Material for this exercise:
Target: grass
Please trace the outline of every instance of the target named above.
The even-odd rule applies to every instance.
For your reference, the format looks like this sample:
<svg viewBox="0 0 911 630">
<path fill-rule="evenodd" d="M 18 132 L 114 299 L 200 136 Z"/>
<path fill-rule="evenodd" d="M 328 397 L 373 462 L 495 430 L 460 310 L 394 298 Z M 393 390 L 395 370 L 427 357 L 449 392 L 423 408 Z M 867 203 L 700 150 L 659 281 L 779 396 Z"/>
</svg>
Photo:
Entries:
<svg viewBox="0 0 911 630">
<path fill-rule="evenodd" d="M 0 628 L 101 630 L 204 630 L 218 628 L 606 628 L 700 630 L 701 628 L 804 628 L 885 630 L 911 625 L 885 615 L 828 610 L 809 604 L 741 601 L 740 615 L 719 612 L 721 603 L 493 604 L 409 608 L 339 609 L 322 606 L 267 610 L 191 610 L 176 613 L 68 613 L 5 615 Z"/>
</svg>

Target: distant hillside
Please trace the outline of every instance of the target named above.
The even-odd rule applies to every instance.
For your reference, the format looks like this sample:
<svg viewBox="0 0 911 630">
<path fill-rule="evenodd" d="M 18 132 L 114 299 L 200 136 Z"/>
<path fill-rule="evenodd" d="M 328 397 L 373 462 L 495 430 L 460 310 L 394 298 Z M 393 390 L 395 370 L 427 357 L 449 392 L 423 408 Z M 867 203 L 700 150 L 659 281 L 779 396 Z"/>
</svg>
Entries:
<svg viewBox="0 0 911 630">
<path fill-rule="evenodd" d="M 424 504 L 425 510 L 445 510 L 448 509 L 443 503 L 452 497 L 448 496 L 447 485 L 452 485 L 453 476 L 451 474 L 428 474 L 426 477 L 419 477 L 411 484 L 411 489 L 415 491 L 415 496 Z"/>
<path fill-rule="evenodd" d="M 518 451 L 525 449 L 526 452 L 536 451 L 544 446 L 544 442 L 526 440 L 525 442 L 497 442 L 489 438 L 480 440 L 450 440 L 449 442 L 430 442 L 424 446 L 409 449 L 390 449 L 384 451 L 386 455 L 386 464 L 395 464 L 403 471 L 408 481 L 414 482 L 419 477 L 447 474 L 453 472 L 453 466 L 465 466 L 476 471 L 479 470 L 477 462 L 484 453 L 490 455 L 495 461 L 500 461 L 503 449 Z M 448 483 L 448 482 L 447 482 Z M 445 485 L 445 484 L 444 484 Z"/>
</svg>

Your instructions:
Can you write out the data above again, starting with the line that contains "Target: distant hillside" and going on through the line that contains "424 504 L 425", both of those lines included, with the requests kept in and 13 added to every number in the answers, such as the SVG coordinates?

Answer to the exercise:
Target: distant hillside
Please trace the outline of every instance of the target named above.
The even-odd rule applies to every instance.
For your reference, the format looks like this sample:
<svg viewBox="0 0 911 630">
<path fill-rule="evenodd" d="M 18 132 L 114 299 L 200 136 Z"/>
<path fill-rule="evenodd" d="M 328 397 L 373 462 L 495 430 L 460 310 L 394 298 Z M 393 390 L 395 370 L 427 357 L 449 392 L 423 408 Z M 867 203 L 700 150 L 659 281 L 779 396 Z"/>
</svg>
Entries:
<svg viewBox="13 13 924 643">
<path fill-rule="evenodd" d="M 437 517 L 438 523 L 458 523 L 461 522 L 456 516 L 465 510 L 461 509 L 460 498 L 465 498 L 466 489 L 464 487 L 441 487 L 439 490 L 432 490 L 424 497 L 424 502 L 428 504 L 428 509 Z"/>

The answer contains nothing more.